Please copy out the lines of the listing from the line with "Task: Indicate the broth" through the line with "Task: Indicate the bowl", both ends included, without changing a character.

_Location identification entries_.
--- start ---

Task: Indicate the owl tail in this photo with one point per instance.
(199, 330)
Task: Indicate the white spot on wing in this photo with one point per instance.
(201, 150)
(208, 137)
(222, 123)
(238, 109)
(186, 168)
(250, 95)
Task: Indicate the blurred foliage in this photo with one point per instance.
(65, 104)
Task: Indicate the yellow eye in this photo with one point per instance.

--- end ---
--- start ---

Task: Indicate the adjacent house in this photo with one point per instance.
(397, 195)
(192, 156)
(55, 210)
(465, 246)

--- end ---
--- start ---

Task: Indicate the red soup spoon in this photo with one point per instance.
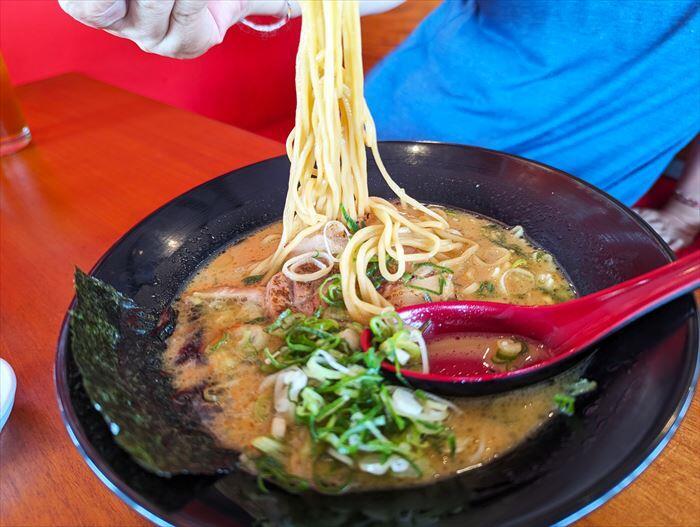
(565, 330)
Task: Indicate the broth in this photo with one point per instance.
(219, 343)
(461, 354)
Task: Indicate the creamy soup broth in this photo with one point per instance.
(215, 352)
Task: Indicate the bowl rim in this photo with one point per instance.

--- end ---

_WRITTEN ANSWER_.
Task: Indicate the broth in this photo with one point per instance.
(219, 343)
(461, 354)
Task: Indicate the creamy soup broth in this photo with one point per instance.
(215, 352)
Task: Indicate the bowl rim in this photo with one point per instance.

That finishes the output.